▶ _PROBLEM STATEMENT_
Scan the records for "water" and copy each line that contains it.

▶ _RECORDED DATA_
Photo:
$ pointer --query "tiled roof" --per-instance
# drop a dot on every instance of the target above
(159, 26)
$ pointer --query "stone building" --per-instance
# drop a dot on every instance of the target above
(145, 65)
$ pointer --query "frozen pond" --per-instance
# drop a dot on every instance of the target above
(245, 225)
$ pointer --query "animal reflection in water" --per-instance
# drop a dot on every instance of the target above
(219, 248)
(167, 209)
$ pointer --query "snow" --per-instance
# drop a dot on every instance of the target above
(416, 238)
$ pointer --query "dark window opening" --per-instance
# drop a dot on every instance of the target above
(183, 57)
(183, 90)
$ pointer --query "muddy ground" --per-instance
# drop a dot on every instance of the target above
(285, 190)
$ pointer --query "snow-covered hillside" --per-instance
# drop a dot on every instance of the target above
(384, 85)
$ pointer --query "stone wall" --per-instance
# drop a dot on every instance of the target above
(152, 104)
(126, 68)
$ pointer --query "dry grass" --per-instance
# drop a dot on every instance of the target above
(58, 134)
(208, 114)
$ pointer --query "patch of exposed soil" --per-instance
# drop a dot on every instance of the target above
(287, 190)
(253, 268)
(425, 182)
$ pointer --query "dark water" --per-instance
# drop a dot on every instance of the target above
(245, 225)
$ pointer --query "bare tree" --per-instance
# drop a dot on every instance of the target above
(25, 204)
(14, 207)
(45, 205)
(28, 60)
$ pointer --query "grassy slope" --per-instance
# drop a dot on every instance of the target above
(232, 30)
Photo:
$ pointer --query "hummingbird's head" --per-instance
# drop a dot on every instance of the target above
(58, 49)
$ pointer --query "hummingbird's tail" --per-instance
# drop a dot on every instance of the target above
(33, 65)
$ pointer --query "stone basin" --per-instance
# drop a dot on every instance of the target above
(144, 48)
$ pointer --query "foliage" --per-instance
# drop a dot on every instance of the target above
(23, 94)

▶ _OUTPUT FOR THIS EXERCISE_
$ pointer --query "animal reflection in water" --per-instance
$ pointer --query "dark water" --per-instance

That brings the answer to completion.